• [YOUR ASSIGNMENT]
The pictures get dropped, while every remaining part of the listing is copied exactly.
RECORDS TO PROCESS: Begin
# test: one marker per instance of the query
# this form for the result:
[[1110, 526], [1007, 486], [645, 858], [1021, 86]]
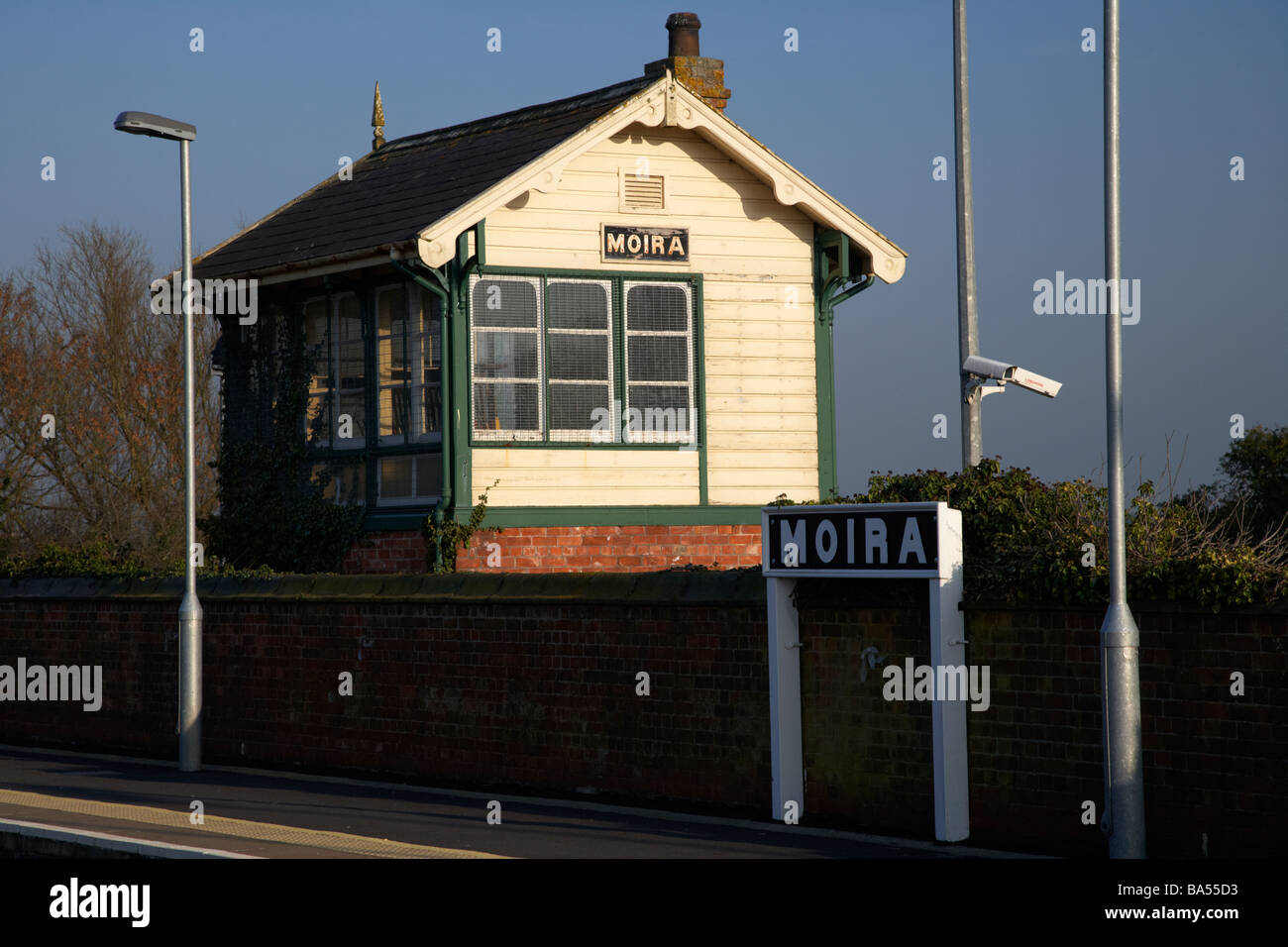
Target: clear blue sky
[[282, 89]]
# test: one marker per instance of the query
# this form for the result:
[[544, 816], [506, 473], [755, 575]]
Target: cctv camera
[[1004, 372], [1030, 380], [987, 368]]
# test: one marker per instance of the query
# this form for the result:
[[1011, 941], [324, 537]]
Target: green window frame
[[376, 355], [618, 352]]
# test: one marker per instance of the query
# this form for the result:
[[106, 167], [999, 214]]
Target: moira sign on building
[[645, 244], [857, 540]]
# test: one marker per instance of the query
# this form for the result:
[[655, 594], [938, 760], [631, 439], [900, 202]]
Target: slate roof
[[407, 184]]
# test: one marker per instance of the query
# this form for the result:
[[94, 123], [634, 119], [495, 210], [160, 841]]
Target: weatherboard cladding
[[407, 184]]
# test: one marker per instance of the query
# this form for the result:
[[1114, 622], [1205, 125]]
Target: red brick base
[[568, 549]]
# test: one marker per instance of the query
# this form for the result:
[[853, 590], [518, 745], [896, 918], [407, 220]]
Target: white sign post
[[903, 540]]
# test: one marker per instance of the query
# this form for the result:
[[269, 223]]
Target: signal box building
[[612, 312]]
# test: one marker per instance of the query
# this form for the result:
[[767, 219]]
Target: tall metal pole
[[967, 318], [189, 611], [1120, 639]]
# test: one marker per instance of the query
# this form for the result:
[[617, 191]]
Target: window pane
[[432, 405], [506, 406], [395, 478], [657, 309], [579, 357], [662, 407], [505, 355], [507, 303], [352, 364], [393, 411], [429, 475], [572, 406], [351, 320], [317, 421], [576, 305], [391, 311], [657, 359], [351, 403], [426, 348]]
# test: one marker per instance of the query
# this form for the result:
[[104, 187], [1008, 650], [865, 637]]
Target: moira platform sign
[[855, 540], [645, 244]]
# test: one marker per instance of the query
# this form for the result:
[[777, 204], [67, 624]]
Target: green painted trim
[[699, 381], [570, 446], [507, 517], [588, 273], [828, 294], [824, 382], [463, 497]]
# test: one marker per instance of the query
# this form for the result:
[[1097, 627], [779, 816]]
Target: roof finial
[[377, 121]]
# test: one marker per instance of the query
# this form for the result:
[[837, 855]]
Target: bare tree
[[91, 401]]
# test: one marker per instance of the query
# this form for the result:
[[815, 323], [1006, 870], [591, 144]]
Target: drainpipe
[[446, 309]]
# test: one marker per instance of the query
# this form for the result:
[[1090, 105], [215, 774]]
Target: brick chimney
[[699, 73]]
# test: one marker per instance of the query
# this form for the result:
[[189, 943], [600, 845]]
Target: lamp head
[[155, 127]]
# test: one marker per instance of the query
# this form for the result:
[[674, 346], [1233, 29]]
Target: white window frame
[[653, 437], [588, 433], [501, 434]]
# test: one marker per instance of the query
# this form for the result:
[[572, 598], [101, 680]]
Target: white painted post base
[[785, 698], [948, 718]]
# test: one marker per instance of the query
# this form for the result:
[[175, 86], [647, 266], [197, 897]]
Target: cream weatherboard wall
[[755, 257]]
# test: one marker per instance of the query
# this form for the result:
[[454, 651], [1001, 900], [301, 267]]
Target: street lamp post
[[1120, 639], [189, 609]]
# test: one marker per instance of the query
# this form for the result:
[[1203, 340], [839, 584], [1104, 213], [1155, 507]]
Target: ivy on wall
[[271, 505]]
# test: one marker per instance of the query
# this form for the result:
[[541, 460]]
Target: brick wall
[[568, 549], [526, 681]]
RECORDS TO PROCESS: End
• [WRITTEN SOLUTION]
# test: one marker per instance of the query
# this form for the result:
[[1110, 526], [1007, 486], [645, 858], [1021, 86]]
Target: clear blue sky
[[282, 89]]
# test: one marker per instance of the query
# this form for the result:
[[544, 816], [506, 473], [755, 575]]
Target: cctv camera
[[1004, 372], [1030, 380], [987, 368]]
# test: one marker per instance of the query
# this form for the result:
[[1011, 941], [324, 537]]
Target: green window frame
[[376, 355], [618, 352]]
# test: one marker per instance of the query
# this form for the result:
[[106, 167], [999, 214]]
Target: moira sign on building
[[645, 244], [857, 540]]
# test: one marker per instance of the query
# this form for the result:
[[655, 594], [938, 760], [631, 439], [900, 202]]
Target: slate roof
[[407, 184]]
# test: one marker per instance of the query
# this form for the result:
[[94, 123], [634, 119], [495, 210], [160, 841]]
Target: weatherboard cladding
[[407, 184]]
# test: one marker per instance of the query
# this form for the result:
[[1114, 622], [1205, 125]]
Target: red brick base
[[568, 549]]
# test: one marker per instance of the query
# this form for the result:
[[853, 590], [518, 745], [896, 918], [407, 220]]
Target: white sign post
[[903, 540]]
# test: one marker per instance of the query
# this form for the result:
[[269, 223]]
Target: signal box building
[[612, 312]]
# test: one marker per instance of the query
# this form for the result:
[[767, 219]]
Target: tall metal pole
[[967, 318], [189, 611], [1120, 639]]
# test: one marker per instance of the query
# this form for the result:
[[617, 191]]
Target: window pane
[[432, 405], [506, 406], [395, 478], [657, 309], [579, 357], [662, 407], [505, 355], [507, 303], [352, 364], [393, 411], [429, 475], [572, 406], [351, 320], [317, 421], [576, 305], [391, 311], [657, 359], [351, 403], [426, 348]]
# test: one marker per instance of the query
# this form for the result:
[[104, 187], [1008, 650], [865, 637]]
Target: moira platform sign
[[855, 540], [645, 244]]
# test: one marker per instance of the query
# this form for the result:
[[777, 204], [67, 624]]
Target: green painted trim
[[699, 381], [570, 446], [507, 517], [588, 273], [828, 294], [824, 382], [463, 497]]
# test: one marker per instance of the query
# this form for the result:
[[1097, 627], [779, 816]]
Target: roof finial
[[377, 121]]
# test: one marker per instance of the query
# this form for the result:
[[837, 855]]
Target: bare tree
[[91, 401]]
# test: one marker per instance of the query
# this form for the result:
[[815, 323], [1006, 870], [591, 144]]
Target: drainpipe
[[446, 309]]
# test: one marker per instance of the query
# this form for the result:
[[1090, 105], [215, 774]]
Target: brick chimney
[[699, 73]]
# test: one marker per instance of the query
# this form for the result:
[[189, 943], [600, 845]]
Target: lamp head
[[155, 127]]
# test: one marker per instance of the query
# this form for the result:
[[674, 346], [1233, 29]]
Target: white window frame
[[653, 437], [588, 433], [501, 434]]
# test: one marker per instance of the query
# this form for the result:
[[572, 598], [101, 680]]
Target: white painted post base
[[785, 698], [948, 718]]
# test: one marker per instance of the query
# this form for the result:
[[175, 86], [647, 266], [197, 897]]
Target: cream weatherboard wall
[[755, 257]]
# test: one marker per instance of the query
# this form for the result:
[[454, 651], [1001, 900], [301, 267]]
Target: street lamp post
[[1120, 639], [189, 609]]
# test: one marker per instance of the query
# this form for the result:
[[1203, 340], [839, 584], [1104, 213], [1155, 507]]
Target: ivy on wall
[[271, 505]]
# test: one marker per instance of the query
# this form for the result:
[[541, 460]]
Target: brick wall
[[568, 549], [526, 681]]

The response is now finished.